PROBLEM SET:
[a] In the messages and tools documentation below, rewrite the paragraph beginning "You don't need to define tools" as a shorter version that keeps its main facts.
[b] According to the messages and tools documentation below, what format do tools follow?
[c] From the messages and tools documentation below, write out everything from "Role When to" down to "requested tool calls.".

TEXT SECTION:
Omitted inference parameters fall back to the component's configured defaults:, then to the provider's own defaults.

Messages

Each message has a role and content:

Role When to use
system Instructions for the model. Usually first.
user A human turn.
assistant A previous model response. Used for multi-turn.
assistant + tool_calls A model turn where the model requested tool calls.
tool The result of a tool call. Must follow the assistant turn that requested it.

Standard message:

{ "role": "user", "content": "Hello!" }

Assistant message with tool call (for building history):

{
  "role": "assistant",
  "tool_calls": [
    { "id": "call_1", "name": "get_weather", "input": { "city": "London" } }
  ]
}

Tool result:

{ "role": "tool", "content": "12°C, partly cloudy", "tool_call_id": "call_1" }

Tools

Tools follow the JSON Schema format:

{
  "name": "search_web",
  "description": "Search the web for up-to-date information.",
  "input_schema": {
    "type": "object",
    "properties": {
      "query": { "type": "string" }
    },
    "required": ["query"]
  }
}

Tip

You don't need to define tools in the request if you've configured MCP servers — daimon injects them automatically and executes them for you.

RECORDS SUPPLIED:
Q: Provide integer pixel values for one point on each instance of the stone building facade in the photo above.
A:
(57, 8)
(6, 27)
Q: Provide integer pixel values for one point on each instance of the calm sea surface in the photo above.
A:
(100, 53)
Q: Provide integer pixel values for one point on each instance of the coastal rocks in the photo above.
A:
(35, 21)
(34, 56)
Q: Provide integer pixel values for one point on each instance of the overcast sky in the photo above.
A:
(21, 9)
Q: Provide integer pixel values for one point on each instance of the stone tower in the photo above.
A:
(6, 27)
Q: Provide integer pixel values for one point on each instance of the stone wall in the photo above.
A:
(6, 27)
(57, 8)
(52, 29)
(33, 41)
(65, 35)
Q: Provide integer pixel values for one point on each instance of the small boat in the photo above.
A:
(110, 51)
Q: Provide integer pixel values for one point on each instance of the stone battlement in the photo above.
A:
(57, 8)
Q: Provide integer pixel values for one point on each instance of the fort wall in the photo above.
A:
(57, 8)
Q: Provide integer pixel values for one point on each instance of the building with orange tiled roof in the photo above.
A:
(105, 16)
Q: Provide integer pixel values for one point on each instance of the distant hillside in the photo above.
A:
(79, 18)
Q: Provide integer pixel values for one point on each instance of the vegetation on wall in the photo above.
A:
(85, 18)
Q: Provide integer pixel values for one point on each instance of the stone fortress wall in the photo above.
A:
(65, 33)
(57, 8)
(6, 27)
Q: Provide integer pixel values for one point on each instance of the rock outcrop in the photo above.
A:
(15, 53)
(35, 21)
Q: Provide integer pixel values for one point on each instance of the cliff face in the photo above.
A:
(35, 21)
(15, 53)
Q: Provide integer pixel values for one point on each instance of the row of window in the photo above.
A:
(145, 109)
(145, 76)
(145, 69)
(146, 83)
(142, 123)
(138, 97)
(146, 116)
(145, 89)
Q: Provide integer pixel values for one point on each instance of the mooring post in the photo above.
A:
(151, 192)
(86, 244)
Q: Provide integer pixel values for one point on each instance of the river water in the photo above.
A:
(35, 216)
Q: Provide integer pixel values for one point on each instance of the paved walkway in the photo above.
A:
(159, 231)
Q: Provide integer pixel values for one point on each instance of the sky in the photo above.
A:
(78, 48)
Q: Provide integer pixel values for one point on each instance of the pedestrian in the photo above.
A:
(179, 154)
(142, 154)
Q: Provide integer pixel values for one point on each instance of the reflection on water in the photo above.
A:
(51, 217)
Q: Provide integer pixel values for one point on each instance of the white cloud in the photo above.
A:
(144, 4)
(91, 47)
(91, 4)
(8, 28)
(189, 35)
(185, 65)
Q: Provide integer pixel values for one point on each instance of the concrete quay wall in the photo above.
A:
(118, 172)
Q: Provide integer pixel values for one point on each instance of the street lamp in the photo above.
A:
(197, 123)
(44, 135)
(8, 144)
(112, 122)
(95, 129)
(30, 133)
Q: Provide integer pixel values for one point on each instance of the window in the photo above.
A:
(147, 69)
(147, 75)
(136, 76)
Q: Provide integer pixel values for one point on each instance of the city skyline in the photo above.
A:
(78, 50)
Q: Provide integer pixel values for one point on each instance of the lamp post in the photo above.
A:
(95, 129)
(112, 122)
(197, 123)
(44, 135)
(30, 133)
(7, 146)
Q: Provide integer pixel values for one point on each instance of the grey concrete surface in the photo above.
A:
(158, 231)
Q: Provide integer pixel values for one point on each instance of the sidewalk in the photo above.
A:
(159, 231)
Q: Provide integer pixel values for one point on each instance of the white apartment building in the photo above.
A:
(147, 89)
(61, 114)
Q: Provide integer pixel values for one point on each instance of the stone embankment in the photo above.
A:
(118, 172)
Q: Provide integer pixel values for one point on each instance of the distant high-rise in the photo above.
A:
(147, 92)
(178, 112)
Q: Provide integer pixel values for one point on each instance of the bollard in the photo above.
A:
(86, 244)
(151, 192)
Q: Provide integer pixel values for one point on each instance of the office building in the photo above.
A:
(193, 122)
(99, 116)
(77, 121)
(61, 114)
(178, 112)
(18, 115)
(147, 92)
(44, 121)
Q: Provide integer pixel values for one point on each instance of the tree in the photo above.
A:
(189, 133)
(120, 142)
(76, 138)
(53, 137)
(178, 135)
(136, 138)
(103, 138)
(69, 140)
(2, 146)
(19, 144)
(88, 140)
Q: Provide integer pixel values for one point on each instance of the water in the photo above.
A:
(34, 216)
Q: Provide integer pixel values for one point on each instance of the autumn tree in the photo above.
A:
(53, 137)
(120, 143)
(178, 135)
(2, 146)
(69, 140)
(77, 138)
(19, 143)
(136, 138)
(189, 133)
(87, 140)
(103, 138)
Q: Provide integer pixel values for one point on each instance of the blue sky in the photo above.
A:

RESPONSES:
[a] If MCP servers are configured, you can skip defining tools in the request. daimon injects and executes them automatically.

[b] The JSON Schema format.

[c]
Role When to use
system Instructions for the model. Usually first.
user A human turn.
assistant A previous model response. Used for multi-turn.
assistant + tool_calls A model turn where the model requested tool calls.